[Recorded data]
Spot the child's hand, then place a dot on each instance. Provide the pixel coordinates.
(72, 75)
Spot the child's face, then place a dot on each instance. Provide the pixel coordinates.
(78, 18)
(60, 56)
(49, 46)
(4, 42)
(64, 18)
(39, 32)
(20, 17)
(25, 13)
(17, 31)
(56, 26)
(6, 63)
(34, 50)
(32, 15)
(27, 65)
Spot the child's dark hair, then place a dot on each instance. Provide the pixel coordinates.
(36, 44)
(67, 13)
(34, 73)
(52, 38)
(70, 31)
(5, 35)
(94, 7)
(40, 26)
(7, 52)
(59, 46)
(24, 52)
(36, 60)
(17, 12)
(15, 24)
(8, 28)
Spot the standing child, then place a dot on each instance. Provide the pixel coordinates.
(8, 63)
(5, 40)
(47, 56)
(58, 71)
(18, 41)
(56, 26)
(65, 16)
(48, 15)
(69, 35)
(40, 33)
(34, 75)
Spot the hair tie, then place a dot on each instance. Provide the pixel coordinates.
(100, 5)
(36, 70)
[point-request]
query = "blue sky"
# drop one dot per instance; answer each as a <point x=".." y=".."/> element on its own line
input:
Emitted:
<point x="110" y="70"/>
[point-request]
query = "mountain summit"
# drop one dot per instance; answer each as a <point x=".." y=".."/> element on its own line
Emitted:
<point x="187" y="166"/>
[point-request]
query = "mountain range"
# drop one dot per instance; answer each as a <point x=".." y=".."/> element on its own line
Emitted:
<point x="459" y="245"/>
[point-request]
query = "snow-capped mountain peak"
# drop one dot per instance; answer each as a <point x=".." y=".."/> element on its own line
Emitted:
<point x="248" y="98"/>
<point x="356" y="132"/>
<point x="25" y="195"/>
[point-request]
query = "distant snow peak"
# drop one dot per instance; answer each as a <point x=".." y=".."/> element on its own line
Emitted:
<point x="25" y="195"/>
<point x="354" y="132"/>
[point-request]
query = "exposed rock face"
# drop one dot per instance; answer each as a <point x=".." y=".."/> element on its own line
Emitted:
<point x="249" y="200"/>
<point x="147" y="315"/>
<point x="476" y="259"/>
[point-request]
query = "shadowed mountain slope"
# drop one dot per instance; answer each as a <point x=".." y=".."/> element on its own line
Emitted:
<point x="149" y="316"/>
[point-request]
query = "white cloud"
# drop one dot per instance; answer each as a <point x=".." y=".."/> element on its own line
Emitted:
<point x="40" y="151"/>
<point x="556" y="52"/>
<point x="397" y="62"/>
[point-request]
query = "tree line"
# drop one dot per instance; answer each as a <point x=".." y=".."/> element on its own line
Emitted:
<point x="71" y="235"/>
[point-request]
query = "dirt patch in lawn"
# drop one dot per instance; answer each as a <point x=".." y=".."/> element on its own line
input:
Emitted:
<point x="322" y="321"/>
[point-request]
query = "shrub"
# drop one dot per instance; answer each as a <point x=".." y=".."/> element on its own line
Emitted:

TO BE DONE:
What is needed here is an exact reproduction of all the entries.

RESULT:
Spot the child's hand, then place a dot on each instance. Provide the pixel coordinates.
(72, 75)
Spot the child's face, then place a dot on each instance. Provide the pixel coordinates.
(78, 18)
(60, 56)
(49, 46)
(4, 42)
(64, 18)
(39, 32)
(20, 17)
(25, 13)
(17, 31)
(56, 26)
(6, 63)
(34, 50)
(32, 15)
(27, 65)
Spot the child's dark hair, then place a dot on each instance. Provide the pixel coordinates.
(36, 44)
(67, 13)
(34, 73)
(52, 38)
(70, 31)
(5, 35)
(94, 7)
(40, 26)
(7, 52)
(59, 46)
(24, 52)
(36, 60)
(17, 12)
(15, 24)
(8, 28)
Spot the standing child, then place a dot on each instance. Provide the pixel coordinates.
(8, 63)
(5, 40)
(47, 56)
(58, 71)
(18, 41)
(56, 26)
(65, 16)
(48, 15)
(69, 35)
(40, 33)
(34, 75)
Spot the hair tie, then place a dot on each instance. Provide the pixel coordinates.
(100, 5)
(36, 70)
[point-request]
query = "blue sky"
# drop one dot per instance; answer each as a <point x=".." y=".."/> element on its own line
input:
Emitted:
<point x="110" y="70"/>
[point-request]
query = "mountain summit"
# drop one dot per instance; answer each as a <point x=".." y=".."/> element on its own line
Emitted:
<point x="187" y="166"/>
[point-request]
query = "mountain range"
# drop one dot per instance; answer each as a <point x=".." y=".."/> element on its own line
Emitted:
<point x="459" y="245"/>
[point-request]
query = "snow-capped mountain peak"
# drop one dot per instance; answer each as a <point x=".." y=".."/> element on its own line
Emitted:
<point x="248" y="98"/>
<point x="356" y="132"/>
<point x="25" y="195"/>
[point-request]
query = "distant snow peak"
# drop one dot per instance; answer each as a <point x=".." y=".."/> element on its own line
Emitted:
<point x="25" y="195"/>
<point x="354" y="132"/>
[point-request]
query = "exposed rock face"
# drop one dot per instance; answer each as a <point x=".." y=".."/> element on its own line
Emitted:
<point x="249" y="200"/>
<point x="147" y="315"/>
<point x="476" y="259"/>
[point-request]
query = "shadowed mountain slope"
# drop one dot per instance; answer each as a <point x=".." y=".."/> element on its own line
Emitted:
<point x="149" y="316"/>
[point-request]
query = "white cloud"
# drop one dot per instance; answer each as a <point x=".." y=".."/> element on its own line
Emitted:
<point x="40" y="151"/>
<point x="556" y="52"/>
<point x="397" y="62"/>
[point-request]
query = "tree line"
# drop one dot per instance; answer each as a <point x=".." y=".."/> element on its own line
Emitted:
<point x="71" y="235"/>
[point-request]
query = "dirt patch in lawn"
# drop one dot per instance; answer each as a <point x=".." y=".."/> element on its own line
input:
Emitted:
<point x="322" y="321"/>
[point-request]
query = "shrub"
# drop one dot per instance; answer each as a <point x=".." y=".."/> element on its own line
Emitted:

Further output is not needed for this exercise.